_Directions for this task:_
The first line to keep is the one containing "the fireplace in"; restate it and all lines after it through the end of the material, word for word and nothing else.

_Data listing:_
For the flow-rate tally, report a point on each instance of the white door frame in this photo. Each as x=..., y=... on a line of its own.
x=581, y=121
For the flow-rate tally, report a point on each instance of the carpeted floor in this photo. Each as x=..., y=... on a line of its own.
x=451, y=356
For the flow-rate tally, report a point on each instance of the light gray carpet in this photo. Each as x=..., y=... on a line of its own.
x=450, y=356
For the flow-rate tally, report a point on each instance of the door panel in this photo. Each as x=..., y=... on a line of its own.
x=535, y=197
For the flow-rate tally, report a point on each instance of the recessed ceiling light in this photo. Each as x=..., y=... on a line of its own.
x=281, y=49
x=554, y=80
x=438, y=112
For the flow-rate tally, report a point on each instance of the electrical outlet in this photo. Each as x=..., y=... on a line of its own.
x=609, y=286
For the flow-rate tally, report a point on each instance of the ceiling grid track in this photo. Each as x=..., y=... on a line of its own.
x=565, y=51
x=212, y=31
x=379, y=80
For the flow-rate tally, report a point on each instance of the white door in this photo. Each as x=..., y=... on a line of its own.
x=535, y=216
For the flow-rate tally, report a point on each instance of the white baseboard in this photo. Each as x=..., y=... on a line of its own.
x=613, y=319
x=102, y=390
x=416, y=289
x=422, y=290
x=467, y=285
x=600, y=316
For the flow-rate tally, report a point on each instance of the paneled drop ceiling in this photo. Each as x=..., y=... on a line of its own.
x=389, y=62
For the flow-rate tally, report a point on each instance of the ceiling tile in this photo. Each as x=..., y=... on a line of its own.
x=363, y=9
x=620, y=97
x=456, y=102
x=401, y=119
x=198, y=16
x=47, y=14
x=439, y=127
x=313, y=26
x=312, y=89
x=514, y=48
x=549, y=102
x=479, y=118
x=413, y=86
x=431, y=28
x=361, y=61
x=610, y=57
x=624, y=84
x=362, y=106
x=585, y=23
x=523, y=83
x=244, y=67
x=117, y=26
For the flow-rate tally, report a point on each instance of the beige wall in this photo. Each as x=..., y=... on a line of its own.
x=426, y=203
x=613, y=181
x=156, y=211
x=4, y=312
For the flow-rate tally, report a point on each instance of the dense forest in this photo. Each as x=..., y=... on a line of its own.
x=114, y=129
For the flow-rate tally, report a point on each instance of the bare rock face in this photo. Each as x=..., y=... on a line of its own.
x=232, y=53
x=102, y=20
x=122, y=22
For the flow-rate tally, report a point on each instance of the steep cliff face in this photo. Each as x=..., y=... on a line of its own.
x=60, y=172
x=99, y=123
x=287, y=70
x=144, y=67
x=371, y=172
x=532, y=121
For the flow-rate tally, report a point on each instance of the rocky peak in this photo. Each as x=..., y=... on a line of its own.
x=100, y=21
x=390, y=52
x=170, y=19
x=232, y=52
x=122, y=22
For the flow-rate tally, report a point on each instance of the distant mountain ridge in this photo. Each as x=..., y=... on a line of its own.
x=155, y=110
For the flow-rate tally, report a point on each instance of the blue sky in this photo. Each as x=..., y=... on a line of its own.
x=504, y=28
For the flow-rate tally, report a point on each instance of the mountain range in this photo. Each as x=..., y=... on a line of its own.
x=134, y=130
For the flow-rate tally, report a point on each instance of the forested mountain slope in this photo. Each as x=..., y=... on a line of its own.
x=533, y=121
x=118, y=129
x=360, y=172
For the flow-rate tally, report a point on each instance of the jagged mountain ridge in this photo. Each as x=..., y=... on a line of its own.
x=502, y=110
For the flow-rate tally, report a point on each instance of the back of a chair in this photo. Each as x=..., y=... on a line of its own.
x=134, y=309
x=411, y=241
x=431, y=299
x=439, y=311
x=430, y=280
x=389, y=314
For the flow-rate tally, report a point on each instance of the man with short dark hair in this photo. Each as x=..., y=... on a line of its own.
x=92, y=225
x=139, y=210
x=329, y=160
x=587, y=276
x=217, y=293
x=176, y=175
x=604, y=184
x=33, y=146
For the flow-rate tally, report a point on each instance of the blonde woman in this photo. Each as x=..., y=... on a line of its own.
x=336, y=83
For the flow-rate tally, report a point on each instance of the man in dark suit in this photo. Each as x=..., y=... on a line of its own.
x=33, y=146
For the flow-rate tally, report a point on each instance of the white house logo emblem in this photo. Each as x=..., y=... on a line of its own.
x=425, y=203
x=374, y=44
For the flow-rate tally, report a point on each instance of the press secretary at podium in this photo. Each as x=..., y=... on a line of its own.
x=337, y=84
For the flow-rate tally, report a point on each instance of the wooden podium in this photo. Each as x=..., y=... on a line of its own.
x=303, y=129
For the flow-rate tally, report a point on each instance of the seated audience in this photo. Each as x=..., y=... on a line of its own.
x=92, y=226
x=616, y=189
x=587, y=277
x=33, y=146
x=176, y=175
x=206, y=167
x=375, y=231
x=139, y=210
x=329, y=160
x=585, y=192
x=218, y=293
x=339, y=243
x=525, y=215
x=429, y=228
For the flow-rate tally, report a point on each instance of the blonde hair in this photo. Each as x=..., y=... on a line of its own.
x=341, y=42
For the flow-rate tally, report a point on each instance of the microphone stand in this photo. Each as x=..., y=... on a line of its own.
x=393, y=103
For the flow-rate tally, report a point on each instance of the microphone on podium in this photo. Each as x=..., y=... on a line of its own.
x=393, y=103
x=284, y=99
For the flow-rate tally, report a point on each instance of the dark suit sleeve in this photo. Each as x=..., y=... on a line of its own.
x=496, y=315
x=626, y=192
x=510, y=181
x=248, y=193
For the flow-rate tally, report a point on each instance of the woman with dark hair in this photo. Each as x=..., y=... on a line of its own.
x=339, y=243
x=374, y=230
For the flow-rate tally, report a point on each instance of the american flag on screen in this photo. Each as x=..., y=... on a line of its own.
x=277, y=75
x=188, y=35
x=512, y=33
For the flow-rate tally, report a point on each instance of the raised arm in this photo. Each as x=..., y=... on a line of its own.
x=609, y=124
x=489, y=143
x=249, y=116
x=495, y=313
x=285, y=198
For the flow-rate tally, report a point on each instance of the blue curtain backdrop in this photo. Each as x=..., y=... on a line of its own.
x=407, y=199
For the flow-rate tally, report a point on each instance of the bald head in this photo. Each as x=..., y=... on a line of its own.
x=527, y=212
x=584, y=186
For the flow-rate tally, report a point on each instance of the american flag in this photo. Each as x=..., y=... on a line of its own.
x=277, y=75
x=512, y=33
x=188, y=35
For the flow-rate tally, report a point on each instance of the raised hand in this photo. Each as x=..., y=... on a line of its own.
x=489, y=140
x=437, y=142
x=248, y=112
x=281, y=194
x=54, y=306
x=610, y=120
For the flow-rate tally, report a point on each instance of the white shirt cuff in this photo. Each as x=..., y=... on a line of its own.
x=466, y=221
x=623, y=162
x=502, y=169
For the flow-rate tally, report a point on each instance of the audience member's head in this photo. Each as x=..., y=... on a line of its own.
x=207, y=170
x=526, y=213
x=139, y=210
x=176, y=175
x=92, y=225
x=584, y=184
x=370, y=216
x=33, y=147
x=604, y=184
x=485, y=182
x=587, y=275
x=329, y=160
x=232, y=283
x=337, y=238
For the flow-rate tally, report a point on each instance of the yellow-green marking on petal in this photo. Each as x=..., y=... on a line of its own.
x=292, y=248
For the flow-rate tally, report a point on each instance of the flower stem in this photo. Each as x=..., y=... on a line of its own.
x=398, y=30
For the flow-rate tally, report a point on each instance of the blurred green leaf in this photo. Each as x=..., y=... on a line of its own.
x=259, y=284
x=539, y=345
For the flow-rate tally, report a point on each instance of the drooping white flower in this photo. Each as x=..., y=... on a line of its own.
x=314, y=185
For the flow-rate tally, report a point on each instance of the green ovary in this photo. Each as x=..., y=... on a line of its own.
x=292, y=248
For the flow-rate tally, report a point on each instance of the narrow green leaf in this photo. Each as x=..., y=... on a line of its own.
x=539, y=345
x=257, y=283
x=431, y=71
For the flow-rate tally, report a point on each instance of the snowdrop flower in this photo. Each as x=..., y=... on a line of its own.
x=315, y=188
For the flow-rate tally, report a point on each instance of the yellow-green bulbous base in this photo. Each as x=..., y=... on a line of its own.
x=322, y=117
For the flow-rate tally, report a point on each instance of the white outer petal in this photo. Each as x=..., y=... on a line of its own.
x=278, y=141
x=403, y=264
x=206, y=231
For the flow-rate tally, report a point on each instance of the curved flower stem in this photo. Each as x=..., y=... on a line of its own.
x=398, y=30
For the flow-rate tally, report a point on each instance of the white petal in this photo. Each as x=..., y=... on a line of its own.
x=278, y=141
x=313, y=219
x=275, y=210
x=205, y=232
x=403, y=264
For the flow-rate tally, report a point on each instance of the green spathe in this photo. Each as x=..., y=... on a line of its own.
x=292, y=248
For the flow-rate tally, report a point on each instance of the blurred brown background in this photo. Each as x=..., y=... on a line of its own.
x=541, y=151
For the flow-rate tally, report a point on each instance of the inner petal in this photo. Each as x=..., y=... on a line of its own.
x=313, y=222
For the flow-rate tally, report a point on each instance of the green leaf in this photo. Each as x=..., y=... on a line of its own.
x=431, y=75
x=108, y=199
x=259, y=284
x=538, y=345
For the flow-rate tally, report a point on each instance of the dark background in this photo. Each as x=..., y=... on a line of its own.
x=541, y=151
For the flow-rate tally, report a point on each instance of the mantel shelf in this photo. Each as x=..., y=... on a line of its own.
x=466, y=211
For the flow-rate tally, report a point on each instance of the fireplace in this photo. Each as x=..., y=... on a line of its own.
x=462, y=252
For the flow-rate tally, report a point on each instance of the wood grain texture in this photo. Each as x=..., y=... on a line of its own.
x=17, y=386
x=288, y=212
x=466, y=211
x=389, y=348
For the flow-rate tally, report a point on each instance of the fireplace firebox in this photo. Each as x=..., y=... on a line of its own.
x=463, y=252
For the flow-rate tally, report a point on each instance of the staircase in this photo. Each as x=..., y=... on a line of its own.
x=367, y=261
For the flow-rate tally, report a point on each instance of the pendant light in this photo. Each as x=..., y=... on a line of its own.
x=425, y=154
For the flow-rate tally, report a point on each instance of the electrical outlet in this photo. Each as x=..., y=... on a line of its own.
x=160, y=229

_Task solution:_
For the flow-rate tally, report a point on each instance of the fireplace in this photo. Each as x=..., y=... on a line of its own.
x=462, y=252
For the flow-rate tally, report a point on each instance of the wood grain texture in this photo. Each as x=..., y=... on a line of its own.
x=17, y=386
x=288, y=212
x=466, y=211
x=389, y=348
For the flow-rate tally, report a point on each instance of the fireplace firebox in this photo. Each as x=..., y=... on a line of its own.
x=463, y=252
For the flow-rate tally, report a point on each instance of the staircase in this photo. Each as x=..., y=... on a line of its own.
x=367, y=261
For the flow-rate tally, report a point on each instance of the pendant light in this photo. Each as x=..., y=... on a line of its own.
x=425, y=154
For the flow-rate tally, report a point on each instance of the electrical outlet in this photo. Each as x=..., y=... on a line of its own.
x=160, y=229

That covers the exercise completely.